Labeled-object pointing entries
-=-=-

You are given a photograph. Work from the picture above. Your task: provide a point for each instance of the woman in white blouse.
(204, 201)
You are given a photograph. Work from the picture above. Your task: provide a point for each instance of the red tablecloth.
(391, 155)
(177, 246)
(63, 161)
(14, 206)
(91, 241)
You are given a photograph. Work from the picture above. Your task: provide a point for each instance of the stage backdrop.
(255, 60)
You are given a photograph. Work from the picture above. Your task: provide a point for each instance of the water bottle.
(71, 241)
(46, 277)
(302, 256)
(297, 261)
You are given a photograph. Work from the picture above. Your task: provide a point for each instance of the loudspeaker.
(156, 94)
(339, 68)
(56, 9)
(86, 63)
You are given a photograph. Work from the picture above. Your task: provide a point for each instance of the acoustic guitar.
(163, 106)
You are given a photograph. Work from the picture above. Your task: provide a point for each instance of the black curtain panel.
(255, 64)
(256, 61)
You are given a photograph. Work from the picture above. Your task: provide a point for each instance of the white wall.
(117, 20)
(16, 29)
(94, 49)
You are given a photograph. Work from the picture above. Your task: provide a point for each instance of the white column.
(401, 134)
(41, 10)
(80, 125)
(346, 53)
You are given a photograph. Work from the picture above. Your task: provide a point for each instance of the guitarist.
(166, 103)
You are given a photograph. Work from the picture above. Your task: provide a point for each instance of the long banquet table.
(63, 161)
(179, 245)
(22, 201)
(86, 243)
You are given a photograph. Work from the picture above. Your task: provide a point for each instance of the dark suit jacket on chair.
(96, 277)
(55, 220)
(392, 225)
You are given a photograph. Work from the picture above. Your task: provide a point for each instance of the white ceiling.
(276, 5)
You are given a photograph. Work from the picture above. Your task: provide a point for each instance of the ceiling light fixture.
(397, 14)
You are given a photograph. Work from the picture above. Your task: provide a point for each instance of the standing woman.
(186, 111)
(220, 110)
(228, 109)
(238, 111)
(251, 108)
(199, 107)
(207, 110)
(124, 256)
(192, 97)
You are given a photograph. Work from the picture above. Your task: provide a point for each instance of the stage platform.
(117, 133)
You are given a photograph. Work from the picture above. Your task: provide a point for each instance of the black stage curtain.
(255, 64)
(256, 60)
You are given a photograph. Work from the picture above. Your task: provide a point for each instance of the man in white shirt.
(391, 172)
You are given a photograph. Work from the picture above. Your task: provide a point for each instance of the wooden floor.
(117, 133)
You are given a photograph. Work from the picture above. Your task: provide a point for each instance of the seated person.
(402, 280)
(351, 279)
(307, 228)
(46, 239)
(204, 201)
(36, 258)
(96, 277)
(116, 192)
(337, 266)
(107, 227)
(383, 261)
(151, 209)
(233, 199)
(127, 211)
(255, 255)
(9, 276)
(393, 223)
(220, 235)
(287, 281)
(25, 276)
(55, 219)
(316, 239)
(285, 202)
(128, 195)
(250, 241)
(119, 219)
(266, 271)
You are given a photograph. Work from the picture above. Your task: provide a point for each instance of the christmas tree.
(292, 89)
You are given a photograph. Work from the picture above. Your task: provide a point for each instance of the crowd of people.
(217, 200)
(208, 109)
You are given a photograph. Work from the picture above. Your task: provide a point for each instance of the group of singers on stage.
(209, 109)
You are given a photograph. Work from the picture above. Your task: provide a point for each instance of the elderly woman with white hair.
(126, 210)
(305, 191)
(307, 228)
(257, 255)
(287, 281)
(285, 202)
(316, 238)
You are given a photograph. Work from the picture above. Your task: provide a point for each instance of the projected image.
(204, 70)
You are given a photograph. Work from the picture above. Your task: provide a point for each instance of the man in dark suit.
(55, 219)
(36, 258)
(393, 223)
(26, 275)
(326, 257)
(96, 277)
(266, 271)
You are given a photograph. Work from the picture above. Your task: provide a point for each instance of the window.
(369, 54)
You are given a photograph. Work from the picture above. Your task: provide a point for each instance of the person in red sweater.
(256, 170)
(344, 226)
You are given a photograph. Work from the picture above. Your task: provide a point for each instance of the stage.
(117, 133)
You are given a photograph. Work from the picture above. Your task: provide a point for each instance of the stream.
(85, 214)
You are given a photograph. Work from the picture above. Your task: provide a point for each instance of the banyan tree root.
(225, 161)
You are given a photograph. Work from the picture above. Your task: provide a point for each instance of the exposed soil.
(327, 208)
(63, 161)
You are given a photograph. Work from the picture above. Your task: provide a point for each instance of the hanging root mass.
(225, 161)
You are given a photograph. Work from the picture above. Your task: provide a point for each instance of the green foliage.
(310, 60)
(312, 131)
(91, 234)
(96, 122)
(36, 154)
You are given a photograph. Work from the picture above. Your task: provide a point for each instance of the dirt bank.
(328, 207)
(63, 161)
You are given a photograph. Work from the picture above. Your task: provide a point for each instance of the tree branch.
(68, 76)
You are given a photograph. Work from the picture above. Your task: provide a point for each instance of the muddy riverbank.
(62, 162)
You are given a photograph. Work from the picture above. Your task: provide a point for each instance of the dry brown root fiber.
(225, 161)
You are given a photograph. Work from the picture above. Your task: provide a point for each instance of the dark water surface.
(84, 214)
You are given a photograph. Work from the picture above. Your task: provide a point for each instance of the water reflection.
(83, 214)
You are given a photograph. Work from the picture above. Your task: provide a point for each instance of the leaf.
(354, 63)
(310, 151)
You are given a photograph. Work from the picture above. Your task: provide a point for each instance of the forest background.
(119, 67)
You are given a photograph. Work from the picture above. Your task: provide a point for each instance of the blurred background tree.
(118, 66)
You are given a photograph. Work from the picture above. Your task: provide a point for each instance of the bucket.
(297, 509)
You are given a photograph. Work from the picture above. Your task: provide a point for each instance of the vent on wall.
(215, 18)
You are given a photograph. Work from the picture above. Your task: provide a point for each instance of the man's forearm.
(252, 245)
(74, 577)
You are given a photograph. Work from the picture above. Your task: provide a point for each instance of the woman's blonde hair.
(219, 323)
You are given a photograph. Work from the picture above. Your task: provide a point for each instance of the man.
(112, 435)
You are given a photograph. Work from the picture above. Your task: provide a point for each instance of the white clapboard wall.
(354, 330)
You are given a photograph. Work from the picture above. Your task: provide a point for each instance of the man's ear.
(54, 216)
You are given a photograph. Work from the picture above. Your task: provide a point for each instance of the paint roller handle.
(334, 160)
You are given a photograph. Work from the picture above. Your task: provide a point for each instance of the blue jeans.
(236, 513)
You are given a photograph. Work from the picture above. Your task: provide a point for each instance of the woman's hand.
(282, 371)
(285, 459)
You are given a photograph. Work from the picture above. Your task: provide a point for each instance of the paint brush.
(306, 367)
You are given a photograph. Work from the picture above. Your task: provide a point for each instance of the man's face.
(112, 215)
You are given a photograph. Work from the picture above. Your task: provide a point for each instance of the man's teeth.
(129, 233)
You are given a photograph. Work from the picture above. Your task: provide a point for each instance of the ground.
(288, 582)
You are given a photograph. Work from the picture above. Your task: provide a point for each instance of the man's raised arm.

-=-=-

◆ GOAL
Please rewrite the entries above, changing every "photograph" to "image" and leaving all other wording unchanged.

◆ EXERCISE ANSWER
You are given a image. Work from the picture above. Your task: provide a point for each instance of the woman in white blouse.
(204, 201)
You are given a image. Work from the picture above. Your task: provide a point for each instance of the red tablecloth.
(391, 155)
(177, 246)
(63, 161)
(14, 206)
(91, 241)
You are given a image. Work from the picture above. Your task: provide a point for each instance of the stage backdrop.
(255, 60)
You are given a image. Work from the picture above. Your task: provide a point for each instance of the water bottle.
(71, 241)
(46, 277)
(302, 256)
(297, 261)
You are given a image. Work from the picture above. Your task: provide a point for each instance of the loudspeaker.
(156, 94)
(339, 68)
(56, 9)
(86, 63)
You are given a image. Work from the picture above. Your task: provide a point for each instance of the acoustic guitar.
(163, 106)
You are given a image. Work from the picture above. Your task: provide a point for each instance of the black curtain panel.
(255, 64)
(256, 61)
You are given a image. Work from the picture above. Your task: provide a point for each instance of the white wall.
(117, 20)
(16, 29)
(94, 49)
You are given a image. Work from the picture above. Your task: provide a point for each instance of the white column.
(401, 134)
(41, 10)
(80, 125)
(346, 53)
You are given a image. Work from the picture above. Your task: provide a point for each instance of the guitarist.
(166, 103)
You are given a image. Work from the picture above. Your task: provide a point for each instance of the long banquet table.
(63, 161)
(179, 245)
(22, 201)
(86, 243)
You are given a image. Work from the picture above. Your task: provide a point for each instance of the dark suit jacket on chair.
(96, 277)
(55, 220)
(392, 225)
You are given a image. Work from the picture above. Your task: provide a point for each instance of the white ceiling.
(276, 5)
You are given a image. Work from the picture above. Your task: provide a point for each instance of the ceiling light fixture.
(397, 14)
You are given a image. Work from the picture above. Your task: provide a point for each instance of the standing woman.
(186, 111)
(220, 110)
(228, 109)
(238, 111)
(251, 108)
(199, 107)
(207, 110)
(124, 256)
(192, 97)
You are given a image. Work from the picture above. Your task: provide a point for each instance of the stage platform.
(117, 133)
You are given a image. Work from the picture above. Your task: provide a point for each instance of the black stage curtain.
(255, 64)
(256, 60)
You are given a image. Work from the picture above. Your task: provide a point for each instance of the man in white shirt.
(391, 172)
You are given a image. Work from the picture above. Your task: provide a point for each instance of the wooden floor.
(117, 133)
You are given a image. Work from the picture above. Your task: provide a point for each instance of the seated person.
(402, 280)
(351, 279)
(307, 228)
(46, 239)
(204, 201)
(36, 258)
(96, 277)
(116, 192)
(337, 266)
(107, 227)
(383, 261)
(151, 209)
(233, 199)
(127, 211)
(255, 255)
(9, 276)
(393, 223)
(220, 235)
(287, 281)
(25, 276)
(55, 219)
(316, 239)
(285, 202)
(128, 195)
(250, 241)
(119, 219)
(266, 271)
You are given a image. Work from the picture above. Your task: provide a point for each instance of the christmas tree.
(292, 89)
You are given a image. Work from the picture above. Your task: provide a point for each instance of the crowd of people.
(217, 200)
(208, 109)
You are given a image. Work from the picture above. Your task: provide a point for each instance of the group of singers on stage.
(209, 109)
You are given a image. Work from the picture above. Your task: provide a point for each instance of the elderly woman with white hair.
(126, 210)
(305, 191)
(307, 228)
(257, 255)
(287, 281)
(285, 202)
(316, 238)
You are given a image. Work from the picture above. Your task: provide a point for each instance of the projected image.
(204, 70)
You are given a image. Work from the picture above. Your task: provide a point for each instance of the man in dark suit.
(55, 219)
(36, 258)
(393, 223)
(26, 275)
(326, 257)
(96, 277)
(266, 271)
You are given a image. Work from the picture above. Your task: provide a point for each instance of the window.
(369, 54)
You are given a image. Work from the picture above. Your task: provide a point for each instance of the person in red sweater.
(256, 170)
(344, 226)
You are given a image. Work from the picture above. Your task: provide a point for each instance of the stage.
(117, 133)
You are given a image. Work from the picture above. Your task: provide a point for each instance of the stream.
(85, 214)
You are given a image. Work from the picture above. Your task: provide a point for each instance of the banyan tree root.
(225, 161)
You are given a image. Work from the picture above. Your task: provide a point for each instance of the exposed soil.
(327, 208)
(63, 161)
You are given a image. Work from the picture above. Your task: provide a point for each instance of the hanging root mass.
(225, 161)
You are given a image. Work from the picture above. Your task: provide a point for each instance of the green foliage.
(310, 60)
(312, 131)
(91, 234)
(96, 122)
(36, 154)
You are given a image. Work from the picture above. Your task: provide a point for each instance of the dirt bank.
(328, 207)
(63, 161)
You are given a image. Work from the picture above. Your task: provide a point for each instance of the tree branch.
(68, 76)
You are given a image. Work from the picture above. Your task: provide a point for each instance of the muddy riverbank.
(62, 162)
You are given a image. Work from the picture above. Your task: provide a point for each instance of the dry brown root fiber.
(225, 161)
You are given a image. Work from the picture above. Your task: provide a point for each instance of the dark water surface.
(84, 214)
You are given a image. Work from the picture above. Your task: provide a point for each instance of the water reflection.
(83, 214)
You are given a image. Work from the picture above. Your task: provide a point for each instance of the leaf.
(354, 63)
(310, 151)
You are given a image. Work from the picture above. Your task: provide a point for each instance of the forest background.
(119, 67)
You are given a image. Work from the picture above. Your task: provide a point for each instance of the blurred background tree.
(118, 66)
You are given a image. Work from the picture above. Your task: provide a point for each instance of the bucket.
(297, 509)
You are given a image. Work from the picture above. Your task: provide a point for each instance of the vent on wall.
(215, 18)
You are given a image. Work from the picture above. Your task: provide a point for each instance of the man's forearm.
(252, 245)
(74, 577)
You are given a image. Work from the picture above. Your task: provide a point for each instance of the woman's blonde hair.
(219, 323)
You are given a image. Work from the picture above. Your task: provide a point for each instance of the man.
(112, 435)
You are given a image. Work from the picture above. Your task: provide a point for each instance of the white clapboard wall.
(354, 330)
You are given a image. Work from the picture above. Your task: provide a point for each instance of the man's ear.
(54, 216)
You are given a image. Work from the picture above. Your task: provide a point for each instance of the paint roller handle.
(334, 160)
You are given a image. Work from the picture above. Your task: provide a point for each instance of the blue jeans.
(236, 513)
You are given a image. Work from the picture above. Your task: provide a point for each instance of the woman's hand.
(282, 371)
(285, 459)
You are given a image. Work from the picture above. Your task: provide a point for each instance of the paint brush.
(306, 367)
You are given a image. Work from the picture above. Your task: provide a point for each instance of the man's face.
(112, 215)
You are given a image. Work from the picture above. Your task: provide a point for each instance of the man's teeth.
(129, 233)
You are given a image. Work from the picture above. Your task: provide a point for each instance of the ground.
(288, 582)
You are given a image. Work from the picture above. Your task: provide a point for each instance of the man's raised arm.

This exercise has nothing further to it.